● **BRIEF**: Restate the whole listing word for word, missing no line.
──────── SUPPLIED DATA ────────
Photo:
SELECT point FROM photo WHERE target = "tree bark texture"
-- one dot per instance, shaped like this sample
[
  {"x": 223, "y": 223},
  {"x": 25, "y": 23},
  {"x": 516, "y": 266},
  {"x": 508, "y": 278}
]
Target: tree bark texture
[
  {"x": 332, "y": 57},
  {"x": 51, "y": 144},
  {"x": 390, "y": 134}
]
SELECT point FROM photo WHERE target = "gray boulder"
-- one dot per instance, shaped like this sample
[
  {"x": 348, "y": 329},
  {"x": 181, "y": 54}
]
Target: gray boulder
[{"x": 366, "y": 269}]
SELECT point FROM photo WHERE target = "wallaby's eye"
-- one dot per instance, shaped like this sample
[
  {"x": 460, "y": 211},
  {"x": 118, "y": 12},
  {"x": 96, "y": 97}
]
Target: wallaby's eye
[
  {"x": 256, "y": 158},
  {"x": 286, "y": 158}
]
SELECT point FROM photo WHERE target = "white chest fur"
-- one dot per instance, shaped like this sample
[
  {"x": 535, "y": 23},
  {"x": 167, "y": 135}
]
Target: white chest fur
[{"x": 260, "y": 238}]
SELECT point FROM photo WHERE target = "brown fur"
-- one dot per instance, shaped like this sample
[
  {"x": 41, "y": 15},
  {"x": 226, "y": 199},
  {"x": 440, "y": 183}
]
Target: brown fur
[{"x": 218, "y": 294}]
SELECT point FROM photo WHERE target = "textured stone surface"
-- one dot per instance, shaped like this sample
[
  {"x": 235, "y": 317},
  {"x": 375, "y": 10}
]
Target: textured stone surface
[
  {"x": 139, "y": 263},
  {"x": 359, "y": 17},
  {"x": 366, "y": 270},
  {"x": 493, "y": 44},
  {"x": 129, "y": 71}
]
────────
● **SOLUTION TO THE PROBLEM**:
Photo:
SELECT point FROM photo WHERE target = "tree bark texture"
-- one dot per instance, shaped like this sample
[
  {"x": 223, "y": 223},
  {"x": 25, "y": 23},
  {"x": 516, "y": 266},
  {"x": 508, "y": 278}
]
Target: tree bark texture
[
  {"x": 332, "y": 57},
  {"x": 51, "y": 144},
  {"x": 390, "y": 134}
]
SELECT point FROM photo WHERE target = "gray boulder"
-- one dot per instance, shaped like this sample
[
  {"x": 348, "y": 329},
  {"x": 181, "y": 54}
]
Target: gray boulder
[{"x": 366, "y": 269}]
SELECT point FROM photo WHERE target = "wallaby's eye"
-- one dot per instance, shaped like this sample
[
  {"x": 460, "y": 211},
  {"x": 118, "y": 12},
  {"x": 96, "y": 97}
]
Target: wallaby's eye
[
  {"x": 256, "y": 158},
  {"x": 286, "y": 158}
]
SELECT point FROM photo WHERE target = "white chest fur"
-- one dot per instance, shaped like this sample
[
  {"x": 535, "y": 23},
  {"x": 167, "y": 135}
]
Target: white chest fur
[{"x": 260, "y": 238}]
SELECT point FROM photo WHERE target = "brown fur"
-- one dot per instance, shaped like this sample
[
  {"x": 41, "y": 15},
  {"x": 226, "y": 199},
  {"x": 440, "y": 183}
]
Target: brown fur
[{"x": 218, "y": 294}]
SELECT point FROM photo WHERE target = "textured stone surface"
-- one dot per instance, shaped like this sample
[
  {"x": 235, "y": 317},
  {"x": 375, "y": 10}
]
Target: textured stone surface
[
  {"x": 139, "y": 263},
  {"x": 359, "y": 17},
  {"x": 366, "y": 270},
  {"x": 493, "y": 44},
  {"x": 129, "y": 71}
]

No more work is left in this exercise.